Set down every one of the records below word for word, with no alteration of any kind.

Dataset entries →
+===+

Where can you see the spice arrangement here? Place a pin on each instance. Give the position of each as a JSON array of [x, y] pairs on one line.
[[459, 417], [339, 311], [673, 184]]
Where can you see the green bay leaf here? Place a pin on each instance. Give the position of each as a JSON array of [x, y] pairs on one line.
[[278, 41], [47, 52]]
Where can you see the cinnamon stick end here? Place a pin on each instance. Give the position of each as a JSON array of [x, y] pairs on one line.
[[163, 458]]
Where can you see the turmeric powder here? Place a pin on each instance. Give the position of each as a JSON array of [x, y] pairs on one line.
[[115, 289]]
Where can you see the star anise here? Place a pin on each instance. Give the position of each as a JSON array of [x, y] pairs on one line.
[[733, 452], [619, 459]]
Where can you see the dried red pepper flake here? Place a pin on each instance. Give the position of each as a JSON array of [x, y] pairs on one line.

+===+

Solution for this task →
Where can you see the spice arrangement here? Place a pin on each instance. Give the position of each as a JSON array of [x, y] pairs on one line.
[[459, 417], [339, 311], [673, 184]]
Where can you see the green bay leaf here? Place a pin on each instance. Give the position of each as a JSON array of [x, y] pairs on one line.
[[278, 41], [47, 52]]
Where can you see the cinnamon stick end here? Place a pin on each instance. Give the position of each as a JSON array of [x, y] pairs on one line.
[[163, 458]]
Where can you see the turmeric powder here? Place a pin on each instance. Give the position of each as a JSON array of [x, y] pairs on one line.
[[115, 289]]
Where can you see the star anise here? Place a pin on each instance. Give the position of each as a JSON array of [x, y] pairs on one line.
[[733, 452], [619, 459]]
Where can you see the dried red pepper flake here? Place a pin on each instance. Give the position of each as a JSON array of [x, y] pairs on one line.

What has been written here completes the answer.